# Given instruction
Copy the entries verbatim, starting at their first line and ending with the line that contains "0,0,1092,991", both ends included.

# Material provided
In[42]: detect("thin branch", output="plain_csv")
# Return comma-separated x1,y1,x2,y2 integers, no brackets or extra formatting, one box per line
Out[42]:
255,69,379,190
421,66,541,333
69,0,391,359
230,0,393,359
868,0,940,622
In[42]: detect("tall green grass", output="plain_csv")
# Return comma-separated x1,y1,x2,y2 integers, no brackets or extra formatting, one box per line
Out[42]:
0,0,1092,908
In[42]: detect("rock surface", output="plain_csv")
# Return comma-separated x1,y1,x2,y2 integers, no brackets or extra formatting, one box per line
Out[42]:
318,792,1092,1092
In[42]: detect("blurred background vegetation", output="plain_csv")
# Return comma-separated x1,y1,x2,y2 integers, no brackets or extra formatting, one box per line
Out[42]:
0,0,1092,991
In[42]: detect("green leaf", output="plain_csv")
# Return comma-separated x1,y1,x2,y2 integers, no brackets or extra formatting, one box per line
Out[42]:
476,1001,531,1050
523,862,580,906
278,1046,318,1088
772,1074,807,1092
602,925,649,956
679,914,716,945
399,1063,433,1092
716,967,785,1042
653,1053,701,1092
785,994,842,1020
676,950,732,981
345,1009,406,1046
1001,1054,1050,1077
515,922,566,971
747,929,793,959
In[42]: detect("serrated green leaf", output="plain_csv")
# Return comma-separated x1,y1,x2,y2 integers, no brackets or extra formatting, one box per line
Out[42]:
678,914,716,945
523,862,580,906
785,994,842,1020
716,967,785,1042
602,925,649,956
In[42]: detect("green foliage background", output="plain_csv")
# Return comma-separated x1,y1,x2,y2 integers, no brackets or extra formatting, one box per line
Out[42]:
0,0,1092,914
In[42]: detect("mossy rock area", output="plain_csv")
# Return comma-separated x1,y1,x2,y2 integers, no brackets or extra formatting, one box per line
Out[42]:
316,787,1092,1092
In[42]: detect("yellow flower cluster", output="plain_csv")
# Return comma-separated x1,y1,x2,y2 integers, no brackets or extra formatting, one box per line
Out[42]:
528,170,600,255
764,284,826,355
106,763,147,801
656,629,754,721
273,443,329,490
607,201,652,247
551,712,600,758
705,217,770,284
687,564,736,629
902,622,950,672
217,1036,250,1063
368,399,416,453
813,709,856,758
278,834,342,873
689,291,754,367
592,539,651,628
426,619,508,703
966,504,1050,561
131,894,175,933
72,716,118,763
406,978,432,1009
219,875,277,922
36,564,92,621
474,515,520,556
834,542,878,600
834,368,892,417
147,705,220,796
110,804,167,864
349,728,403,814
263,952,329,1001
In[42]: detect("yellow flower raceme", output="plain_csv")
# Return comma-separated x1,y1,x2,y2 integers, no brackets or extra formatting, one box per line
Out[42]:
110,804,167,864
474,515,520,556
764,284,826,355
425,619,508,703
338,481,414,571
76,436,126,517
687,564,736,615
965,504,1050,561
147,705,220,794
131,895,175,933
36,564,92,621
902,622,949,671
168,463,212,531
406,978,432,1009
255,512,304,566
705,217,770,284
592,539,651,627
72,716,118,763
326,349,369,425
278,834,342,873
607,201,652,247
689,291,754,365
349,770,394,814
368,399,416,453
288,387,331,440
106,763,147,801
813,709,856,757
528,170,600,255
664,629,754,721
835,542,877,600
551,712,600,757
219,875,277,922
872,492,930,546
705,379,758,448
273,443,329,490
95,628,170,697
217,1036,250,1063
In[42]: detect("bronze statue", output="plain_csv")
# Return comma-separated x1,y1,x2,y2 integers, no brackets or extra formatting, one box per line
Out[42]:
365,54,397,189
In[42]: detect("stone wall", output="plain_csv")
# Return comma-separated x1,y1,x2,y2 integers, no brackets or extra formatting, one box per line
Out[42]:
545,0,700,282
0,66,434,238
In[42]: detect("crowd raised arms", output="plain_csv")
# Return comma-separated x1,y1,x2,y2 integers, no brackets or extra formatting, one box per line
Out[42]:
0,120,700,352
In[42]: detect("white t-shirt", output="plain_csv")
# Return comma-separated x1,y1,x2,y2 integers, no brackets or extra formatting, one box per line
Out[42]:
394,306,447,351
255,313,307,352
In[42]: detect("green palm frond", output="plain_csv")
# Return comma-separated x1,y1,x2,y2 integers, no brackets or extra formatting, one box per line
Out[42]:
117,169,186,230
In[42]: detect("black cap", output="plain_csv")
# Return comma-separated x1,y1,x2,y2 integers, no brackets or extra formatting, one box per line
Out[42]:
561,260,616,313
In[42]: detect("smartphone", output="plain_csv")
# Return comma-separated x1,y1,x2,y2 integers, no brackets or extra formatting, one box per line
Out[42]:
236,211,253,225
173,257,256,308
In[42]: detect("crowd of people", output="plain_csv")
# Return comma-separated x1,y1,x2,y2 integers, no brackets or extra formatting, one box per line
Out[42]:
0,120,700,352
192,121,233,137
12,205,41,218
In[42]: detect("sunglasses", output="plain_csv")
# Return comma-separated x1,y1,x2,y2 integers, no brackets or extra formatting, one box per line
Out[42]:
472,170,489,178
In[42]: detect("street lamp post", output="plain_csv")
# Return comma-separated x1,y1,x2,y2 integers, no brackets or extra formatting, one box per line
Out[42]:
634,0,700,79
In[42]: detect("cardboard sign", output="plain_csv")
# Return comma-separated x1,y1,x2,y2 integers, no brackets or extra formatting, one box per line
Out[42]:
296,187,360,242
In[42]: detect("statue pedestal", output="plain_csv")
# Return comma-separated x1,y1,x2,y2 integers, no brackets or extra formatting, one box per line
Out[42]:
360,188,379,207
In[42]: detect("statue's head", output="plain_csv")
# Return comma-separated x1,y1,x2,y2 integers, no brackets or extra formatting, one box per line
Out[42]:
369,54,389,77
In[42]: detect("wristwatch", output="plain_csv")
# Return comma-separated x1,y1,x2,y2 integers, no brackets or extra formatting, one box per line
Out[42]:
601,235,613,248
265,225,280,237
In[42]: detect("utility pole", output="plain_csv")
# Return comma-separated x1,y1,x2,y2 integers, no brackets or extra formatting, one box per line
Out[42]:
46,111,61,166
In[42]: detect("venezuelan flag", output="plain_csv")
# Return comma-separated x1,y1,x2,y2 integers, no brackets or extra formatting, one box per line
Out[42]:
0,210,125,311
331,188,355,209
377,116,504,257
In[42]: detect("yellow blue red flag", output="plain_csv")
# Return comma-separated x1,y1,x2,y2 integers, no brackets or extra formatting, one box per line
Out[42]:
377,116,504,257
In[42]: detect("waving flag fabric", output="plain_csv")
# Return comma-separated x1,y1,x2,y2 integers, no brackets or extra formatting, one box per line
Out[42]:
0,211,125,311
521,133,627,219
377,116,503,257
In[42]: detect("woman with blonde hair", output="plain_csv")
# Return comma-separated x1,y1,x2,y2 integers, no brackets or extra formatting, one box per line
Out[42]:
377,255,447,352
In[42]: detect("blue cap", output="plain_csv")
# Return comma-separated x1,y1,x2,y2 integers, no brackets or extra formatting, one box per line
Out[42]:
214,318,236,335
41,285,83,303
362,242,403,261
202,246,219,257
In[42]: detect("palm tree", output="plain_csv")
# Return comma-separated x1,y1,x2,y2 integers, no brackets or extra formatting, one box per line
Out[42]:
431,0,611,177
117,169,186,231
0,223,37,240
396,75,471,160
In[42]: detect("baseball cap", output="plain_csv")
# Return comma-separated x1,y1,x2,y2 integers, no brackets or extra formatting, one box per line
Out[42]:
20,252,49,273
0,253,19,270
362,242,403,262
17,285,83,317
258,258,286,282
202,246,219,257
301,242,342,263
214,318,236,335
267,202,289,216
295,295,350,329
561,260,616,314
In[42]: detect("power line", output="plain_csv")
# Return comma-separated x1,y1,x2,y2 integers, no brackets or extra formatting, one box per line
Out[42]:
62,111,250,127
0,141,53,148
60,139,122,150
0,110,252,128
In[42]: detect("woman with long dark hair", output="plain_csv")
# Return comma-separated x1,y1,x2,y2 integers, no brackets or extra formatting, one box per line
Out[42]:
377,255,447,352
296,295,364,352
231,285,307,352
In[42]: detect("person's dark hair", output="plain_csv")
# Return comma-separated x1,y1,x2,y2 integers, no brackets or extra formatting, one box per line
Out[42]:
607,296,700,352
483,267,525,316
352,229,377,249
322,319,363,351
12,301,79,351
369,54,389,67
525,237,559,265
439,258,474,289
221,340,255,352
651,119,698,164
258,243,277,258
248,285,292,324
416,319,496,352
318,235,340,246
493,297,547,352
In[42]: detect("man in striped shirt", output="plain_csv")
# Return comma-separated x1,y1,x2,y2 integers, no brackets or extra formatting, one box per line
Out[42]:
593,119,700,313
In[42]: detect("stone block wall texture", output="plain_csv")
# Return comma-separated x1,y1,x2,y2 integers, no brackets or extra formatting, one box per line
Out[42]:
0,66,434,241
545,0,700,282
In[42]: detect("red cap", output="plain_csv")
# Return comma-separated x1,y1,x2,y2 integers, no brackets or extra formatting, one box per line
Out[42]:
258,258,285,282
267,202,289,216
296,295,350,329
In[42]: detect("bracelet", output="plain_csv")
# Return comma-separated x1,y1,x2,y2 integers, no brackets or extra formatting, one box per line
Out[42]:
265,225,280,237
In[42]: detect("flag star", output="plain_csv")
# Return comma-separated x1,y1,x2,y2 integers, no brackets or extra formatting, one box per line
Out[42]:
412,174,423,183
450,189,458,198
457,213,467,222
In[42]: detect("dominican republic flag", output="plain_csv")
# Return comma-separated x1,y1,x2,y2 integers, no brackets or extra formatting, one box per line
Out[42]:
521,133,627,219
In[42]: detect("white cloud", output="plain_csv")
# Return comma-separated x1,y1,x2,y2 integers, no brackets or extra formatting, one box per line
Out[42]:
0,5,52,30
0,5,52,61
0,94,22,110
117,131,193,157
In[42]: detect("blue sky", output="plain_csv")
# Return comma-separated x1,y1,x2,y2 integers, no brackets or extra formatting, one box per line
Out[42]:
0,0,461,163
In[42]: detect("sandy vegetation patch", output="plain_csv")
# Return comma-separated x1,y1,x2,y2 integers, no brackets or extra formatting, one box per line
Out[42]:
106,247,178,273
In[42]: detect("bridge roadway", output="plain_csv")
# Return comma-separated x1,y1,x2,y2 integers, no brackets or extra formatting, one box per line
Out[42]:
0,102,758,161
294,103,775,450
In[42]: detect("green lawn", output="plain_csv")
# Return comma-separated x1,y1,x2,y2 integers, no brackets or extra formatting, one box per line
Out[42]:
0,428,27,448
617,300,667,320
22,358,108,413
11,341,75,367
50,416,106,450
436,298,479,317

# Full output
In[42]: detect("thin branch", output="plain_csv")
# Return comma-separated x1,y1,x2,y2 integers, no brackets or extra formatting, one box per line
Out[42]:
255,69,379,190
421,66,541,333
69,0,391,359
230,0,393,359
868,0,940,622
In[42]: detect("tall green grass", output="plain_csv")
# Return comma-separated x1,y1,x2,y2 integers, no brackets or extra formatting, one box per line
Out[42]:
0,0,1092,908
In[42]: detect("rock surface", output="plain_csv")
# Return comma-separated x1,y1,x2,y2 integers, no brackets or extra formatting, one box per line
Out[42]:
318,792,1092,1092
In[42]: detect("blurred background vegetation", output="plain_csv")
# Return comma-separated x1,y1,x2,y2 integers, no brackets or extra formatting, one box per line
Out[42]:
0,0,1092,991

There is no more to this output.